▶ **EXERCISE DIRECTIONS**
Repeat, exactly and alone, every line from the line that contains "white wall in the photo above." to the end of the entries.

(Point-per-instance localization data)
+===+

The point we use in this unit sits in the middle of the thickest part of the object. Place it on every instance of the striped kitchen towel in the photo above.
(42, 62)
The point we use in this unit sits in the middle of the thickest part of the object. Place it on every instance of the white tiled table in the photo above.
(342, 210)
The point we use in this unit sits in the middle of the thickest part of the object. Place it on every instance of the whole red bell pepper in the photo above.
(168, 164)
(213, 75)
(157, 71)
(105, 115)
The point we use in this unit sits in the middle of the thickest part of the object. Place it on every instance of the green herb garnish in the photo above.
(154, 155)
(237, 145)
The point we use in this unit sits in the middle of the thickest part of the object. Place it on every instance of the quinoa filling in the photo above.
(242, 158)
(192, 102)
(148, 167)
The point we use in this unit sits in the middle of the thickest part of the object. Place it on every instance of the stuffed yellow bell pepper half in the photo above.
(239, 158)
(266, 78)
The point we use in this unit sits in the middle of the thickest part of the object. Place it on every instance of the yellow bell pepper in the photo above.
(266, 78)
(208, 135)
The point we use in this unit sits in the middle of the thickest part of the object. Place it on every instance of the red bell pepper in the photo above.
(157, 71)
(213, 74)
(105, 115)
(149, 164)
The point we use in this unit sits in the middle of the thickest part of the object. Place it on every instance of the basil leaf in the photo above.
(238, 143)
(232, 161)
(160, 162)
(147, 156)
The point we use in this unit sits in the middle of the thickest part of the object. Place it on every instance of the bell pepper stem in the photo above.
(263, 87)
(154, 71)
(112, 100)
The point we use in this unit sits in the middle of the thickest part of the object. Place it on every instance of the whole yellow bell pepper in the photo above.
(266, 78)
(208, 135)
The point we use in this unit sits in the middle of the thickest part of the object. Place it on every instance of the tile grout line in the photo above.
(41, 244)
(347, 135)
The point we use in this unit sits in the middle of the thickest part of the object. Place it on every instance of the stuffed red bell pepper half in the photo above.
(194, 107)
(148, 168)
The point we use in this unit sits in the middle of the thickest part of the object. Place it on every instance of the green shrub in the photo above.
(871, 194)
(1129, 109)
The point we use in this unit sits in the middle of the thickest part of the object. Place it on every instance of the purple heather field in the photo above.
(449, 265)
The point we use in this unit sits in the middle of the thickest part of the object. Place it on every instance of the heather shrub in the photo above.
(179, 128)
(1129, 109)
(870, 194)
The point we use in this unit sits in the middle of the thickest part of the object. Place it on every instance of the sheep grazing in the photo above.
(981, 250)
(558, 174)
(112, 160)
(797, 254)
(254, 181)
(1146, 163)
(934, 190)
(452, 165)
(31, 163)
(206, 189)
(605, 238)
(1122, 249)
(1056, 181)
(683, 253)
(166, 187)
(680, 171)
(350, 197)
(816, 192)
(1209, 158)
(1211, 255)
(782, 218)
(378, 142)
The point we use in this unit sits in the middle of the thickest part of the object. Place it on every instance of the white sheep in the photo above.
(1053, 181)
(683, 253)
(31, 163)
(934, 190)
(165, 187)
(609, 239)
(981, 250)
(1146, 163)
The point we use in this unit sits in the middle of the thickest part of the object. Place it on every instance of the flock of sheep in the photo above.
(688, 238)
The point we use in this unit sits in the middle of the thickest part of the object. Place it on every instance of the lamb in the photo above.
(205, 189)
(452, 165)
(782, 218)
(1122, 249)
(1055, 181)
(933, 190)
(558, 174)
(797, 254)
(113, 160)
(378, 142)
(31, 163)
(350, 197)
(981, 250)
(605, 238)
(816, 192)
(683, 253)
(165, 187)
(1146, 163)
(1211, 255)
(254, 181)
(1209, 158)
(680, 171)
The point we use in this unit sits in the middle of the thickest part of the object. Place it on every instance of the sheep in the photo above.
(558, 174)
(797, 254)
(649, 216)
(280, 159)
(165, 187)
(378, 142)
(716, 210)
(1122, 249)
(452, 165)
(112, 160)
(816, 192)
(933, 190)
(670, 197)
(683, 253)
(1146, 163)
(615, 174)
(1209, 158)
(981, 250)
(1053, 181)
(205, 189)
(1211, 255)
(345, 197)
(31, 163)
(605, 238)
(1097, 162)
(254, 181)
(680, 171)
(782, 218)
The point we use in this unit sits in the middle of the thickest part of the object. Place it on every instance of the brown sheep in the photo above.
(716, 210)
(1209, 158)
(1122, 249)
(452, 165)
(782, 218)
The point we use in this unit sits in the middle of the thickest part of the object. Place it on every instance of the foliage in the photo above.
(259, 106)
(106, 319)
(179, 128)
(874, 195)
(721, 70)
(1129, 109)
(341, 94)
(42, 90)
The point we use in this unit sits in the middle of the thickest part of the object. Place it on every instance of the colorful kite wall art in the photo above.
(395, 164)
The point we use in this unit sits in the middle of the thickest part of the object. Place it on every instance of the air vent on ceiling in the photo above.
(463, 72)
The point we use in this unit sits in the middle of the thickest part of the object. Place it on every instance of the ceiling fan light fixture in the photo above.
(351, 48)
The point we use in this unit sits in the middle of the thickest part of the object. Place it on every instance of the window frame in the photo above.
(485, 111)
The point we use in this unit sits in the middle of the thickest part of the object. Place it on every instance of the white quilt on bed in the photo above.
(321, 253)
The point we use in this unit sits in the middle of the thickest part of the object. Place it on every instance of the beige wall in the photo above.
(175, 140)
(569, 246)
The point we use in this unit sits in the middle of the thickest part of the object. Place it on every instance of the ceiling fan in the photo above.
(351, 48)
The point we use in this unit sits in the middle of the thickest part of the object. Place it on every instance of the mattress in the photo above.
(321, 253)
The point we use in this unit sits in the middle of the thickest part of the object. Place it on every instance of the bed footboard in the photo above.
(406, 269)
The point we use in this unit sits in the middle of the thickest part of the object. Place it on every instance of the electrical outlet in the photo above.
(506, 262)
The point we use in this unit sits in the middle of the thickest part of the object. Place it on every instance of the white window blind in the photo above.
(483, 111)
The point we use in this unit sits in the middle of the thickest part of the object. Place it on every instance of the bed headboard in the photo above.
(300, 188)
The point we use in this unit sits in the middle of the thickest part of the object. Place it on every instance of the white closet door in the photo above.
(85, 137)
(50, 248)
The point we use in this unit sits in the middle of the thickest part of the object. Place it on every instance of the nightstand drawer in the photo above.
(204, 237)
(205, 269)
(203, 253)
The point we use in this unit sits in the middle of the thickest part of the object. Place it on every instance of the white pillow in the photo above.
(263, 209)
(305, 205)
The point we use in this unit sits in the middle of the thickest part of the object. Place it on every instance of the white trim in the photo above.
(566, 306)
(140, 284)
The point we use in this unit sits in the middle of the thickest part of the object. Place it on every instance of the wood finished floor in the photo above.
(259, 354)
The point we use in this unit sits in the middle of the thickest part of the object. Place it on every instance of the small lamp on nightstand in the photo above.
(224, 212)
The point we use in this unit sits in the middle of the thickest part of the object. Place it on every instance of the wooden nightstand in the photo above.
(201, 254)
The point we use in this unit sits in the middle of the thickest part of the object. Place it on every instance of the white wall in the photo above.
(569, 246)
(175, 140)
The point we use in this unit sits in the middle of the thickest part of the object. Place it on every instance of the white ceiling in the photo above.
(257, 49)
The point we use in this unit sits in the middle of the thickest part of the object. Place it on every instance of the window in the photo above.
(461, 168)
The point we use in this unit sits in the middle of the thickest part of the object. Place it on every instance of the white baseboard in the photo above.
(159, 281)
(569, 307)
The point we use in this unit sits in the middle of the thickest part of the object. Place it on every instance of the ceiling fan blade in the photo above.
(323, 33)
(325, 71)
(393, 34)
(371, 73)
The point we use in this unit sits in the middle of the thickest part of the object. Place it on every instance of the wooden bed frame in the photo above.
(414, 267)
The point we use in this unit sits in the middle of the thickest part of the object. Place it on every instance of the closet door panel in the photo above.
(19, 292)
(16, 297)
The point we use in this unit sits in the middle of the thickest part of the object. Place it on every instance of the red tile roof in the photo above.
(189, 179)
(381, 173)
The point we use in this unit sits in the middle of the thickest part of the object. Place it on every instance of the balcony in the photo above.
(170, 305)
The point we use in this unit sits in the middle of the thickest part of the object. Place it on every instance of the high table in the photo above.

+===+

▶ **SOLUTION TO THIS TASK**
The point we use in this unit sits in the middle of the thickest part of the object. Place it on every instance of the white wall in the photo above.
(569, 246)
(175, 140)
The point we use in this unit sits in the middle of the thickest part of the object. Place it on every instance of the white ceiling in the photo above.
(257, 49)
The point we use in this unit sits in the middle of the thickest part of the object. Place it on every instance of the window in the photo above.
(461, 168)
The point we use in this unit sits in the middle of the thickest part of the object. Place it on every instance of the white baseboard in the photo above.
(159, 281)
(569, 307)
The point we use in this unit sits in the middle of the thickest part of the object. Place it on every instance of the ceiling fan blade in the photo above.
(323, 33)
(325, 71)
(393, 34)
(371, 73)
The point we use in this unit sits in the middle of the thickest part of the object. Place it on every instance of the wooden bed frame in the photo above.
(414, 267)
The point we use in this unit sits in the middle of the thickest part of the object. Place it on every instance of the closet door panel in the photo above.
(19, 292)
(16, 297)
The point we use in this unit sits in the middle of the thickest part of the object. Place it on every instance of the red tile roof in the photo above.
(189, 179)
(381, 173)
The point we use in this unit sits in the middle of the thickest part of the object. Place it on every instance of the balcony in the photo above.
(170, 305)
The point we use in this unit sits in the middle of the thickest part of the object. Place it on every instance of the high table in the photo above.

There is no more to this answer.